Con estos casos pasamos al terreno de la ciencia básica, donde también las serendipias desempeñan un papel digno de ser tenido en cuenta. Autores como Merton, el fundador de la sociología de la ciencia, o Mario Bunge, que les dedicó el libro Intuición y ciencia (1962), se ocuparon de ellas, como un caso límite de la metodología.
Nadie niega que haya científicos con más “suerte” que otros, a quienes alguna vez el azar pudo favorecer con una ocasión propicia para el descubrimiento. Pero no todo queda ahí.
Los antiguos llamaban “Kairós” a la ocasión, y la pintaban con un solo mechón de pelo. Había que agarrarla cuando pasaba corriendo al lado de uno, porque ya no volvía a pasar. Las serendipias son ocasiones irrepetibles, pero no nos brindan el conocimiento en bandeja y listo para consumir. Dependen de la presencia de una mente alerta y con cierto entrenamiento, que no sólo las perciba sino que sepa sacarles provecho. Por eso, Pasteur decía que “el azar sólo favorece a una mente preparada”, esa que es capaz de observar cosas que la mayoría de nosotros pasaríamos por alto. Y la cosa más difícil de ver puede ser la que tenemos ante los ojos.

Extractos de datos:
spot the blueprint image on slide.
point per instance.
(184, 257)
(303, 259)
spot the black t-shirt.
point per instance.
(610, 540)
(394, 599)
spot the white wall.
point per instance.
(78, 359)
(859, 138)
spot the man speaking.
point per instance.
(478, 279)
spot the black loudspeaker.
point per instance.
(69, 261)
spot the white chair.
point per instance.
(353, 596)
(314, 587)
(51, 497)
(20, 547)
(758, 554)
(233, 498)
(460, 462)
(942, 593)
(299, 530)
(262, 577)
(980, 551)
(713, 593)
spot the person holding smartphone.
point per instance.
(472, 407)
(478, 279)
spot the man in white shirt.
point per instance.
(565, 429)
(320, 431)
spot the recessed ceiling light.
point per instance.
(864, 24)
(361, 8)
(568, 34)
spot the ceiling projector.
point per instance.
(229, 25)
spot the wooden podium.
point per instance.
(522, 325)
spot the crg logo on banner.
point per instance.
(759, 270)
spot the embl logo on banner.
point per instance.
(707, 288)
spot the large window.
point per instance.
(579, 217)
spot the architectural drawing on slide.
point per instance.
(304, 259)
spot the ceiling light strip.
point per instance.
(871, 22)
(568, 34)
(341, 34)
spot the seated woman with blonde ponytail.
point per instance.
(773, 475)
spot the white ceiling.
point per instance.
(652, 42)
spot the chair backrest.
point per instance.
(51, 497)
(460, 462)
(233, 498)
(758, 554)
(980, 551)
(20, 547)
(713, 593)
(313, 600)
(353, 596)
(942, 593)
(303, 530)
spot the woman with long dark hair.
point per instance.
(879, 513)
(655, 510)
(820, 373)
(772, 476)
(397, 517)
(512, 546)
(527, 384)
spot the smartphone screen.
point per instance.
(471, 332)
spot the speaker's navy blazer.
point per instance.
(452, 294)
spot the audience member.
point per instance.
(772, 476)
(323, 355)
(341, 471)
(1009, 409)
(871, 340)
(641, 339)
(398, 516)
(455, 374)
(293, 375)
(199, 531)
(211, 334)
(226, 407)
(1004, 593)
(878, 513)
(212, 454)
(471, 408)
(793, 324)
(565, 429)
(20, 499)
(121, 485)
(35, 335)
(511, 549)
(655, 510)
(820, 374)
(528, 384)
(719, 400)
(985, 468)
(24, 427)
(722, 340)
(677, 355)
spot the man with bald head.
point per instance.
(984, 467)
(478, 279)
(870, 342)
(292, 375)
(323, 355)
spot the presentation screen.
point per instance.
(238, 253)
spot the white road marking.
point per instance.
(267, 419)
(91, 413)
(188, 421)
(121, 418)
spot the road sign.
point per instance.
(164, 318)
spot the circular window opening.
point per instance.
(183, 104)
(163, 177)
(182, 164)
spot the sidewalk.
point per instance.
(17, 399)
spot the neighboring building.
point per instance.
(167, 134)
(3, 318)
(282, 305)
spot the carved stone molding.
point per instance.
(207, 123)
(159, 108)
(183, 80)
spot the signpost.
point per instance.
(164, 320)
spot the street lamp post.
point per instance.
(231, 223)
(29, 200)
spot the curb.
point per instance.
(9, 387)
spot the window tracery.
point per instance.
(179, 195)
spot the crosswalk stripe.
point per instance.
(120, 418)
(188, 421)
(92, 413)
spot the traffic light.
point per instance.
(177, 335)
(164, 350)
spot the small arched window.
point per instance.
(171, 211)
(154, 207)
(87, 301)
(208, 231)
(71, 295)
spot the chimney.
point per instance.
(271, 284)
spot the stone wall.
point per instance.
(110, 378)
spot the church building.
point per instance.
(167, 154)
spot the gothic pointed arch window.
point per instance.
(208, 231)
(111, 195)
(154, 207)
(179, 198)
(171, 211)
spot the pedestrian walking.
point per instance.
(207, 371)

◆ Consigna A
Devuelve el pasaje del texto sobre las serendipias que va entre "Nadie niega que" y "ante los ojos.", ambos incluidos.
◆ Consigna B
Indica si cada afirmación coincide con el texto sobre las serendipias. Contesta sí o no y cita las palabras exactas del texto que lo deciden: (i) Mario Bunge dedicó un libro a las serendipias; (ii) las serendipias nos dan el conocimiento listo para usar; (iii) los antiguos pintaban a Kairós con mucho pelo.

◆ Respuesta A
Nadie niega que haya científicos con más “suerte” que otros, a quienes alguna vez el azar pudo favorecer con una ocasión propicia para el descubrimiento. Pero no todo queda ahí.
Los antiguos llamaban “Kairós” a la ocasión, y la pintaban con un solo mechón de pelo. Había que agarrarla cuando pasaba corriendo al lado de uno, porque ya no volvía a pasar. Las serendipias son ocasiones irrepetibles, pero no nos brindan el conocimiento en bandeja y listo para consumir. Dependen de la presencia de una mente alerta y con cierto entrenamiento, que no sólo las perciba sino que sepa sacarles provecho. Por eso, Pasteur decía que “el azar sólo favorece a una mente preparada”, esa que es capaz de observar cosas que la mayoría de nosotros pasaríamos por alto. Y la cosa más difícil de ver puede ser la que tenemos ante los ojos.

◆ Respuesta B
(i) Sí: «Mario Bunge, que les dedicó el libro Intuición y ciencia (1962)».
(ii) No: «no nos brindan el conocimiento en bandeja y listo para consumir».
(iii) No: «la pintaban con un solo mechón de pelo».